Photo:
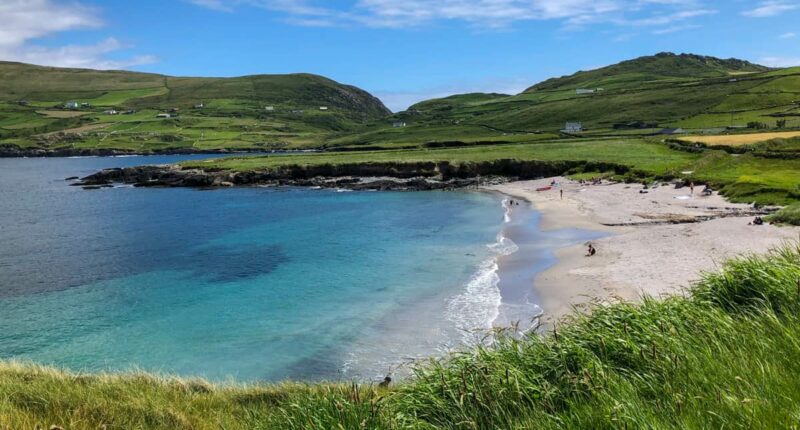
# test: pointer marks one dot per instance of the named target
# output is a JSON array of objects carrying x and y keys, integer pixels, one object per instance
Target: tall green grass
[{"x": 725, "y": 354}]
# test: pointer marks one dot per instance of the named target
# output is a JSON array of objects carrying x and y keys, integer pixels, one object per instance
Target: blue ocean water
[{"x": 244, "y": 283}]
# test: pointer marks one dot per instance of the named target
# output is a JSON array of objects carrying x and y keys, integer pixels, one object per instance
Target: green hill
[
  {"x": 661, "y": 91},
  {"x": 249, "y": 112},
  {"x": 664, "y": 66}
]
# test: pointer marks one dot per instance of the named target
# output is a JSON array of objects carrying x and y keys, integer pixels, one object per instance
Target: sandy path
[{"x": 652, "y": 247}]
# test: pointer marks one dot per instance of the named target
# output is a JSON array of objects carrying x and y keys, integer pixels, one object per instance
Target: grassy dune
[{"x": 724, "y": 355}]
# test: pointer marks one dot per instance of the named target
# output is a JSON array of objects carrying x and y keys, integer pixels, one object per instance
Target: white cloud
[
  {"x": 771, "y": 8},
  {"x": 483, "y": 13},
  {"x": 675, "y": 29},
  {"x": 780, "y": 61},
  {"x": 25, "y": 21}
]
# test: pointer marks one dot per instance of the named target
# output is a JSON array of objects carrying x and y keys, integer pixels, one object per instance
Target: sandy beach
[{"x": 656, "y": 243}]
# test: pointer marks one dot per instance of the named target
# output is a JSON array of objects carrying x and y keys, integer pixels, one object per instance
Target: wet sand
[{"x": 652, "y": 243}]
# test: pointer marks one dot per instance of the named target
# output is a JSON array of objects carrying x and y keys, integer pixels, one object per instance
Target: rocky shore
[
  {"x": 175, "y": 176},
  {"x": 12, "y": 151},
  {"x": 361, "y": 176}
]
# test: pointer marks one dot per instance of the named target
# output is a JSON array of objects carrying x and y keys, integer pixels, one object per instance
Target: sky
[{"x": 402, "y": 51}]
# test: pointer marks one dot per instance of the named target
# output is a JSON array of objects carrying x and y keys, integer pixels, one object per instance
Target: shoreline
[{"x": 653, "y": 243}]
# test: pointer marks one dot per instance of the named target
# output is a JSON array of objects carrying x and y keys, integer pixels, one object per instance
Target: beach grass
[{"x": 722, "y": 355}]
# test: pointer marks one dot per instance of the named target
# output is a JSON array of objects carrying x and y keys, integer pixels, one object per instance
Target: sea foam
[{"x": 475, "y": 310}]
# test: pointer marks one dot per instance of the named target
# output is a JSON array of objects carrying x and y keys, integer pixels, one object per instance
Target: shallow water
[{"x": 248, "y": 283}]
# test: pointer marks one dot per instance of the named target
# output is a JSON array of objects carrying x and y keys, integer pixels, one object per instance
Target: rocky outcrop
[
  {"x": 356, "y": 176},
  {"x": 11, "y": 151}
]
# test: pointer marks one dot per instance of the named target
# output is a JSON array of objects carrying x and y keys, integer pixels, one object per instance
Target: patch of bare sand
[{"x": 659, "y": 242}]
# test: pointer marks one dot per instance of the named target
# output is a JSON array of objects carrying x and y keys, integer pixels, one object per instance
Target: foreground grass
[{"x": 724, "y": 356}]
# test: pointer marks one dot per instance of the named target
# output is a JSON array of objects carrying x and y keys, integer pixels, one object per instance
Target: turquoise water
[{"x": 248, "y": 283}]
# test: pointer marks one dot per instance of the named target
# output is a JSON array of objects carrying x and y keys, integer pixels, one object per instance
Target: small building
[{"x": 573, "y": 127}]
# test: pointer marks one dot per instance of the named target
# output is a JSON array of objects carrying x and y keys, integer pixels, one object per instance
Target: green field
[
  {"x": 632, "y": 103},
  {"x": 742, "y": 178},
  {"x": 723, "y": 356}
]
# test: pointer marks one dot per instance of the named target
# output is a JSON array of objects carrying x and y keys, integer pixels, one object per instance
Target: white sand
[{"x": 644, "y": 253}]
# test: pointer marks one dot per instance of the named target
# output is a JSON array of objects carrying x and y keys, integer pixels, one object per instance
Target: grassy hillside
[
  {"x": 722, "y": 356},
  {"x": 703, "y": 95},
  {"x": 643, "y": 71},
  {"x": 260, "y": 111},
  {"x": 643, "y": 95},
  {"x": 756, "y": 177}
]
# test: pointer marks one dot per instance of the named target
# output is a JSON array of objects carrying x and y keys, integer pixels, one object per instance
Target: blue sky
[{"x": 402, "y": 51}]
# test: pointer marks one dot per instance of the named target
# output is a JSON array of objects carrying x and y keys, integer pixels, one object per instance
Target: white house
[{"x": 573, "y": 127}]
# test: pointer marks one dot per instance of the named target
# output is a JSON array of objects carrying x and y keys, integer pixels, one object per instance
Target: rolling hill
[
  {"x": 249, "y": 112},
  {"x": 654, "y": 92},
  {"x": 703, "y": 95}
]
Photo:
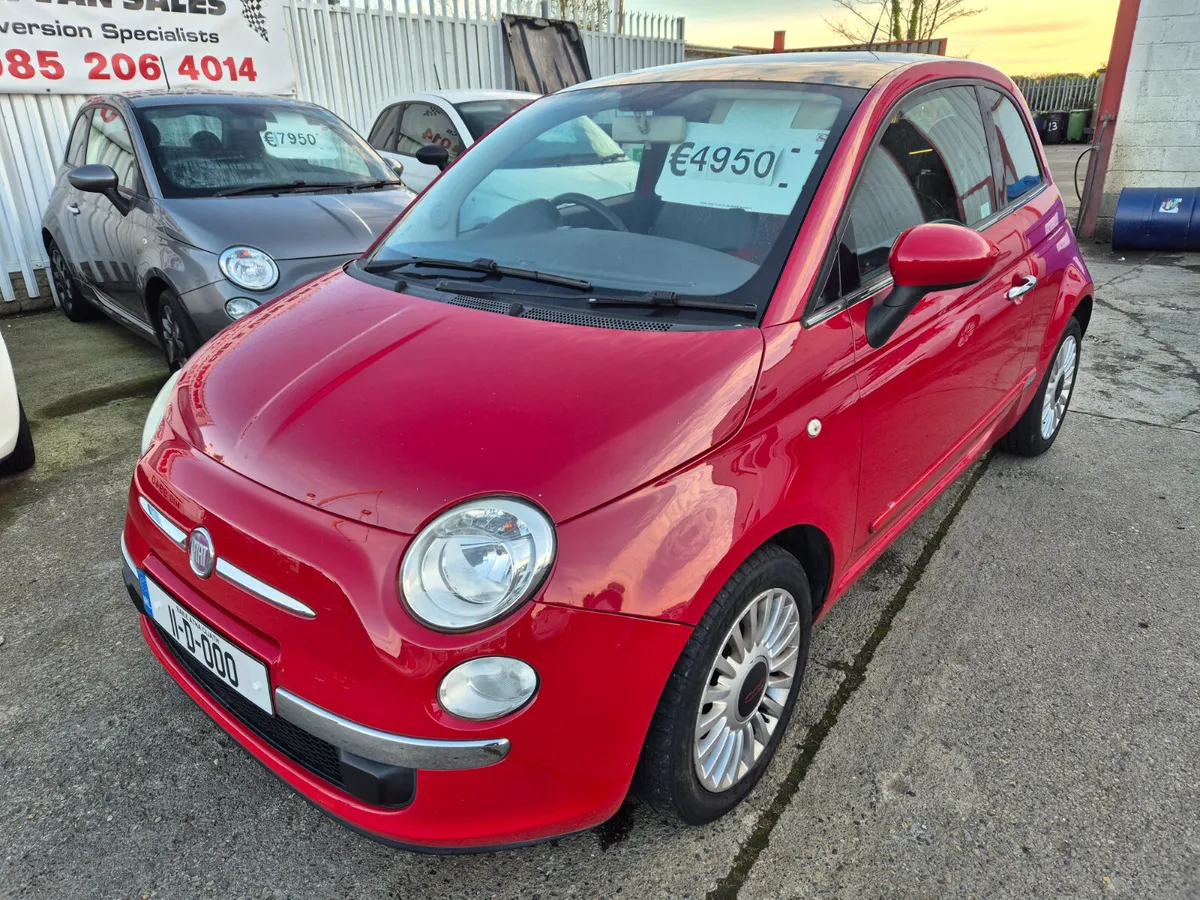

◇ ◇ ◇ ◇ ◇

> Problem details:
Set down the material above word for word and skip its pictures.

> Output for this exercise:
Photo:
# test: pointer marks one dot per instance of the named target
# output is a JSON array of objects carrying x and y keys, integer pixels, one object per instance
Target: tall green grass
[{"x": 725, "y": 354}]
# test: pointer marks one dot per instance of the named target
# output is a JSON array of objects carrying x and y keys, integer pixels, one object per instance
Target: blue ocean water
[{"x": 244, "y": 283}]
# test: pointer marks one dot per instance of the named target
# output is a JSON array of objects carrying x and y keys, integer pixels, one object per instance
Target: green hill
[
  {"x": 661, "y": 91},
  {"x": 249, "y": 112},
  {"x": 664, "y": 66}
]
# test: pointer marks one dot per instance of the named target
# output is a JSON array of objects carrying x and y keys, integer pixels, one object per instance
Target: sandy path
[{"x": 652, "y": 247}]
# test: pointer marks one dot per instance of the named target
# output is a JSON array of objects carrying x and y keys, integer pixels, one object per instance
Target: grassy dune
[{"x": 724, "y": 355}]
# test: pointer marks one dot per instance of the named target
# output is a JSON array of objects carrying x and y keys, integer pixels, one object per instance
Target: white cloud
[
  {"x": 771, "y": 8},
  {"x": 483, "y": 13},
  {"x": 675, "y": 29},
  {"x": 780, "y": 61},
  {"x": 25, "y": 21}
]
# test: pointer marks one dot per instance of the named target
# output is a JSON array of objects carrying x and y keys, integer pixels, one object per instance
Target: sandy beach
[{"x": 656, "y": 243}]
# test: pointer marks one dot per instance of the named target
# output is a JSON array of objects carrying x and y keys, integer pixels, one object per instance
Target: wet sand
[{"x": 652, "y": 243}]
# test: pointer marks one dot per instance of the named target
# output is a JSON array of objects carrying x and y keys, integer pixels, one object per instance
Target: rocky shore
[
  {"x": 175, "y": 176},
  {"x": 12, "y": 151},
  {"x": 361, "y": 176}
]
# test: pointer marks one dot per instance of the named target
# output is a JSON array of objects carrying x and y keys, integer pixels, one object per instance
Target: sky
[{"x": 402, "y": 51}]
# test: pointer marks one dot per instance of the named target
# output is a JSON array of objects carrying x and y keys, integer pixels, one object per instance
Target: shoreline
[{"x": 653, "y": 243}]
# test: pointer marks one dot per instance of the named target
# output is a JSON array of objects carrying x and y keys, integer pixels, one object per instance
Target: beach grass
[{"x": 722, "y": 355}]
# test: pointer marks one dot per instance of the named target
# output is a JSON array of objects carrying x and y keys, integer pixels, one object per instance
Target: sea foam
[{"x": 475, "y": 310}]
# test: pointer marks one dot per instance of the named target
# output is a JSON array of objects carrying x and y keys, integer pixels, one object per instance
Target: shallow water
[{"x": 248, "y": 283}]
# test: pointer marks one dot per instance of the named target
# output is a JSON array of objects carrying x and y keys, integer pixels, one object per instance
Target: rocky outcrop
[
  {"x": 356, "y": 176},
  {"x": 11, "y": 151}
]
# test: pointer marks one dot per instance of the named target
# output is a JSON array of objects carrying x and y keys, integer pixels, one object per instance
Target: patch of bare sand
[{"x": 659, "y": 242}]
# test: pointer marks one dot per instance of the named target
# output is a JSON array of objects carrying x and y keys, integer pixels, one object per instance
Target: foreground grass
[{"x": 724, "y": 356}]
# test: pointer marks one dot per instance of the named target
# output is a JSON array of objects carrying x and y keys, integer pixels, one object per instance
Target: turquoise water
[{"x": 248, "y": 283}]
# test: pointer marks one dot per instance of the named target
# output is a JSON array of objects carrying x and y keys, integer pixels, one object per instance
Target: small building
[{"x": 573, "y": 127}]
# test: pointer marks one dot per instance of the named target
# output is a JSON array of objects carrying x and y keys, integer pixels, one object per instance
Target: green field
[
  {"x": 632, "y": 103},
  {"x": 742, "y": 178},
  {"x": 723, "y": 356}
]
# test: pointer marks one dot per instance of the named target
# output is a JSON array of objects carrying x and y keys, integer pixels, one object per instance
Target: white sand
[{"x": 644, "y": 253}]
# test: pointer marks one dot per instance of the named target
# output is a JSON array of objects carrying x and y keys, integer pixels, one object per instance
Target: grassy hillside
[
  {"x": 722, "y": 356},
  {"x": 703, "y": 95},
  {"x": 643, "y": 71},
  {"x": 260, "y": 111},
  {"x": 643, "y": 95},
  {"x": 756, "y": 177}
]
# test: pointer marks one dot per instance of the named target
# output is a JSON array of objects carrying x and y keys, integer pixels, one object per instance
Target: blue sky
[{"x": 402, "y": 51}]
# test: pointer marks one dot per instance of the named target
# output is a JSON array of objects carrying x and y keys, integer pixels, one object per instance
Target: white house
[{"x": 573, "y": 127}]
# test: pointer marks one dot per instance of the named target
# output is a JSON array of objects carrying x and y keys, integer pixels, one object per instance
Target: rolling hill
[
  {"x": 249, "y": 112},
  {"x": 654, "y": 92},
  {"x": 703, "y": 95}
]
Photo:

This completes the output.